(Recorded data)

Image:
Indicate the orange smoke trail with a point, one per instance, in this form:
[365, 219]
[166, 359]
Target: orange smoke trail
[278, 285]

...

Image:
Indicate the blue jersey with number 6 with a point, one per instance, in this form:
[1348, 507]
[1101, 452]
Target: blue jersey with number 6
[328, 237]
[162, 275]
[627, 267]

GIVEN INSTRUCTION
Gather each line from the rows above that contains the word "point".

THE RESULT
Indicate the orange smoke trail with a point, one per instance, in this form:
Indicate the blue jersey with number 6 with a point, one per instance, in this form:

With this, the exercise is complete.